** begin **

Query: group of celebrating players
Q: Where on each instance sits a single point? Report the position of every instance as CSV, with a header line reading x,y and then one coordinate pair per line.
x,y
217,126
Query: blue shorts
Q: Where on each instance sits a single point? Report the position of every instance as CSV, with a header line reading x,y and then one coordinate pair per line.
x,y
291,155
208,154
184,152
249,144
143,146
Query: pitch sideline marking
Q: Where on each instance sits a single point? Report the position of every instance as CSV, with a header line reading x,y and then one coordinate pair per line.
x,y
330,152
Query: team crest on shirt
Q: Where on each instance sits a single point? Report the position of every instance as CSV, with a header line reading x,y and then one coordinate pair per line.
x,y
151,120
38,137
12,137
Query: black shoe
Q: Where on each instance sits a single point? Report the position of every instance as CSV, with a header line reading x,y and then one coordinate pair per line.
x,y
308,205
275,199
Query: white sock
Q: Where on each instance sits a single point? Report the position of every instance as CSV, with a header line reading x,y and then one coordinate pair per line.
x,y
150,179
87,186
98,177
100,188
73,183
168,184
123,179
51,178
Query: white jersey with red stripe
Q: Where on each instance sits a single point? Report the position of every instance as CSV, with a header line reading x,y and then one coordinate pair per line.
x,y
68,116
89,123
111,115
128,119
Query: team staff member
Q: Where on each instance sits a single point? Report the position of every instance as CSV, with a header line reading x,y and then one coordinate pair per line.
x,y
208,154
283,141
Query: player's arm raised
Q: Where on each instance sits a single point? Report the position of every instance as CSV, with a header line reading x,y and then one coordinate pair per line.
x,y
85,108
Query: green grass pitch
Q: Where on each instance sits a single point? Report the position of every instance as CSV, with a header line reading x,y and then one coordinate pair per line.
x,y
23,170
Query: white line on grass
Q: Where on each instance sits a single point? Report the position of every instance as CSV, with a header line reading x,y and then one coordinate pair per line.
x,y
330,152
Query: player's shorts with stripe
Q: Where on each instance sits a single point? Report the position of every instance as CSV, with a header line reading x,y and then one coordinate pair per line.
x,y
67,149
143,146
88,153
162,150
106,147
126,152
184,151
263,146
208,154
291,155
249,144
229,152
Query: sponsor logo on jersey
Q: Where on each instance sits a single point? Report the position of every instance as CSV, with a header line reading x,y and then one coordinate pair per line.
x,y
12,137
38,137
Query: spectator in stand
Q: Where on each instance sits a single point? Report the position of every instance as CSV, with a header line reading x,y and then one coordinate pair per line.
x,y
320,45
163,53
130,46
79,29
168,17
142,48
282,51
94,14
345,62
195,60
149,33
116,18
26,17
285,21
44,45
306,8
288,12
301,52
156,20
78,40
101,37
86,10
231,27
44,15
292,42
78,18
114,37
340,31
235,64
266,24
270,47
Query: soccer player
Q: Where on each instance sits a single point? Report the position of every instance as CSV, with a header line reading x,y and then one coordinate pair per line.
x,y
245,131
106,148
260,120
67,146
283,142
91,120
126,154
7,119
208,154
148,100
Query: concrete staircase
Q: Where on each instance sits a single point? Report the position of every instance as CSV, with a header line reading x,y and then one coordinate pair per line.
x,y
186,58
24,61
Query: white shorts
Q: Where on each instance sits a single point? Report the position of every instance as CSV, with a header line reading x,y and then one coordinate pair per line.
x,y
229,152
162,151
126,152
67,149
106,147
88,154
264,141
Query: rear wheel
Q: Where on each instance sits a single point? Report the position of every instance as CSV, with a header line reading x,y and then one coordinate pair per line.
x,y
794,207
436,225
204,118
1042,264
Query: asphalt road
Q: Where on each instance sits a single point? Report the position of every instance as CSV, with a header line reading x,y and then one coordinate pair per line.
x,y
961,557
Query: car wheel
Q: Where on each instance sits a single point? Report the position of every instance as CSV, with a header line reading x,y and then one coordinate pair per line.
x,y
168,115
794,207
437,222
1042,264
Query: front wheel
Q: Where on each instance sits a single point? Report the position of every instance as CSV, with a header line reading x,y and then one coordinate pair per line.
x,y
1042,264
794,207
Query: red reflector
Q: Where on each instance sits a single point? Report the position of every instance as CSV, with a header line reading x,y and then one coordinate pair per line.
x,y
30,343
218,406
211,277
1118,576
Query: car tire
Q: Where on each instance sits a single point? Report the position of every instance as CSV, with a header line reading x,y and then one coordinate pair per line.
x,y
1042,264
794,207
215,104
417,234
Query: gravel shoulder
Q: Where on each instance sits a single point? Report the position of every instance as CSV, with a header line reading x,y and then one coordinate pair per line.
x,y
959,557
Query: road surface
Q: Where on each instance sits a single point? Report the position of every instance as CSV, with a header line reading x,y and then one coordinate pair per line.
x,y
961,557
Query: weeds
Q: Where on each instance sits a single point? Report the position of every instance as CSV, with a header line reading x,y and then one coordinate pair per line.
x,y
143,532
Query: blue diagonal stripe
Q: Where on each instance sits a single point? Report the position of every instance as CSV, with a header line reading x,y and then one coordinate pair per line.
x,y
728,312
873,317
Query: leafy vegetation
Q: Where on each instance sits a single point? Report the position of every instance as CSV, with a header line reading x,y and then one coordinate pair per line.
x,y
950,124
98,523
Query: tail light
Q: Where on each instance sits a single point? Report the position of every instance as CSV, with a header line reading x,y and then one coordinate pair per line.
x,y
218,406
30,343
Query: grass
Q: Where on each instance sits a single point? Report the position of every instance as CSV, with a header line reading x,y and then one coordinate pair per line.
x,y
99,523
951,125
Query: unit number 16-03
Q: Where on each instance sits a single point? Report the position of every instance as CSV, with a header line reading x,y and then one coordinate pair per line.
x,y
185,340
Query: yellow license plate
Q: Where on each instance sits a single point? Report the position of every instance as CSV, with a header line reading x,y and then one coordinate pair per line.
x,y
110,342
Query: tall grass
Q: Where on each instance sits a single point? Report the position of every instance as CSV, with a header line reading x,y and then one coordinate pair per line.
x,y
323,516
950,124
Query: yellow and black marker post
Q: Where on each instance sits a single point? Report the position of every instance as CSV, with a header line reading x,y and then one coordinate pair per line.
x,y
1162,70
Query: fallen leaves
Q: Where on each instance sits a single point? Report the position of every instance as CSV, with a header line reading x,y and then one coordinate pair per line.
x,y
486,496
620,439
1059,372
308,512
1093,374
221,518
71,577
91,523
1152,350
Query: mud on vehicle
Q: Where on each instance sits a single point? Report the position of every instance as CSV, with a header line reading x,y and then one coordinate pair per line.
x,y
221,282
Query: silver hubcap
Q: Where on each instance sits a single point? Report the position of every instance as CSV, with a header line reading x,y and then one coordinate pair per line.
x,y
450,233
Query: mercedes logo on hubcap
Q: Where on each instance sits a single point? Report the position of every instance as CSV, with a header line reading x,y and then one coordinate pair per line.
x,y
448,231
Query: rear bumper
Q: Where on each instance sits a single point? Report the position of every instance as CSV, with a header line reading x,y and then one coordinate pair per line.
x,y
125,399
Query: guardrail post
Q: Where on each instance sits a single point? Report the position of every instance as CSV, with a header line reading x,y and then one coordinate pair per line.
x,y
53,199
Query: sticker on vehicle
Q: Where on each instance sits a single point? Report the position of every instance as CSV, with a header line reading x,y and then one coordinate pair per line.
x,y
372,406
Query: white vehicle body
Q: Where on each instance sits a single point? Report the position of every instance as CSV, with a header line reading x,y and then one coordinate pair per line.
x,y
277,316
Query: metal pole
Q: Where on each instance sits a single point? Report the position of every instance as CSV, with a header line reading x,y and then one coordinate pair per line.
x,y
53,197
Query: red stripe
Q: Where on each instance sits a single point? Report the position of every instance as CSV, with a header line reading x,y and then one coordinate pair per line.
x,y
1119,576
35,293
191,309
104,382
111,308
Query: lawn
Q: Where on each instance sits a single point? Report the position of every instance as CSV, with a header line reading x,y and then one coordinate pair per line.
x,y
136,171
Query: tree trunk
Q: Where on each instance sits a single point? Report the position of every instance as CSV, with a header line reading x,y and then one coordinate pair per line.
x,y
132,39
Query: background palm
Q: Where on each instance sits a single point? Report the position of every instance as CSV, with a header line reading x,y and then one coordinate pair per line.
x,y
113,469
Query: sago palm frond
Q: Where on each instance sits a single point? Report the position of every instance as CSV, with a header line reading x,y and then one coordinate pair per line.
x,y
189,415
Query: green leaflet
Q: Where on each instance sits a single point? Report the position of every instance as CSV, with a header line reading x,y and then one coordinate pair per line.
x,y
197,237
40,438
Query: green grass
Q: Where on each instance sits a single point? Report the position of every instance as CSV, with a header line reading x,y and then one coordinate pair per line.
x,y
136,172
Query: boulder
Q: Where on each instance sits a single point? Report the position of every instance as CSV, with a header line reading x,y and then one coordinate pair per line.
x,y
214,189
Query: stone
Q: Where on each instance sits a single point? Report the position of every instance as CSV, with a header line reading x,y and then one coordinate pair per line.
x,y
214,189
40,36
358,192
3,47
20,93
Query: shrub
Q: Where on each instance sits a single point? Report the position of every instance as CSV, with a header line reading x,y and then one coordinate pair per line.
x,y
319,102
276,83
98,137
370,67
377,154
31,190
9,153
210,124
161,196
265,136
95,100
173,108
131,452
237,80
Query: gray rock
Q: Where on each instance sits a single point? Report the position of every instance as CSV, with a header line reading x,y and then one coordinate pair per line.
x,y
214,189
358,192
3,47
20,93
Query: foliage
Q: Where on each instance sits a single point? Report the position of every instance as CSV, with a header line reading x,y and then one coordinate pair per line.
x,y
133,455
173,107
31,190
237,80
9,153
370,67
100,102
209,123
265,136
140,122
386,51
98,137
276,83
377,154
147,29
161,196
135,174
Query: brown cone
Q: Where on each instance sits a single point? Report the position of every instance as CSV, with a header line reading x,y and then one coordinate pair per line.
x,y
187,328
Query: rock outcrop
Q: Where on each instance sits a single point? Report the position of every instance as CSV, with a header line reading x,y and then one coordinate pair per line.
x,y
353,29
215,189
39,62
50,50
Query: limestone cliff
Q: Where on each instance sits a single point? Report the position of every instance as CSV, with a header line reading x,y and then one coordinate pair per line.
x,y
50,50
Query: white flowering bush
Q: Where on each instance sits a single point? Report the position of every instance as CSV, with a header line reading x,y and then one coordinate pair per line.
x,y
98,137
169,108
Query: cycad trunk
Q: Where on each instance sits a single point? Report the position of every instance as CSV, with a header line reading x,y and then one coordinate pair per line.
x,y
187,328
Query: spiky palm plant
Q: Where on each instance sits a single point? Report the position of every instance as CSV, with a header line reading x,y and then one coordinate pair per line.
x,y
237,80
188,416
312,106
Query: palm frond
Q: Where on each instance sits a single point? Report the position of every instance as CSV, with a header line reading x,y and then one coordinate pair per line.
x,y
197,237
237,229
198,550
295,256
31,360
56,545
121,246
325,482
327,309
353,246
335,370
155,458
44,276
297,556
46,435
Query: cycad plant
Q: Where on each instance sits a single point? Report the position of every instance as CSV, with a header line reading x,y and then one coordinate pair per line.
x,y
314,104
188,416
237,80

** end **

Repeat the rows above without any change, starting with the line that contains "Query: brown cone" and going on through the final line of the rows.

Query: brown cone
Q: Where on each instance sits a single point? Report the position of every instance as CSV, with a header line reading x,y and then one coordinate pair per line.
x,y
187,328
Query: rock outcrop
Q: Where on each instance sits a single point? Report the position of every instance as CSV, with a header line reading x,y and then one coordinate pair per line.
x,y
353,29
215,189
39,62
50,50
Query: limestone cliff
Q: Where on each instance sits a single point? Report the position of every instance as CSV, with a header line reading x,y and then one coordinate pair per line.
x,y
50,50
Query: white flowering bush
Q: Where on each instance sits a single point? Report the position of every instance as CSV, with a header line reading x,y and then one coordinate pair per line.
x,y
98,137
169,108
Query: cycad trunk
Q: Where on each instance sits a single point? Report the position of every instance as CSV, with a header line reading x,y and then one coordinate pair per line.
x,y
187,328
Query: spiky palm plant
Q: Where on each instance sits a single point? Report the position of every instance as CSV, with a header line reading x,y and then one coordinate pair per line.
x,y
237,80
188,416
312,106
Query: palm frond
Q: Where on each instance sits a single point? Report the position of every instance as CSV, with a header line reading x,y and then one coordinate pair per line.
x,y
197,237
237,229
198,550
295,256
31,360
56,545
121,246
325,482
327,309
353,246
335,370
155,458
44,276
297,556
46,435
Query: cycad plant
Q: Where on each instance sits a single point? Report the position of every instance as CSV, with a header line reading x,y and then one coordinate pair per line.
x,y
314,104
188,416
237,80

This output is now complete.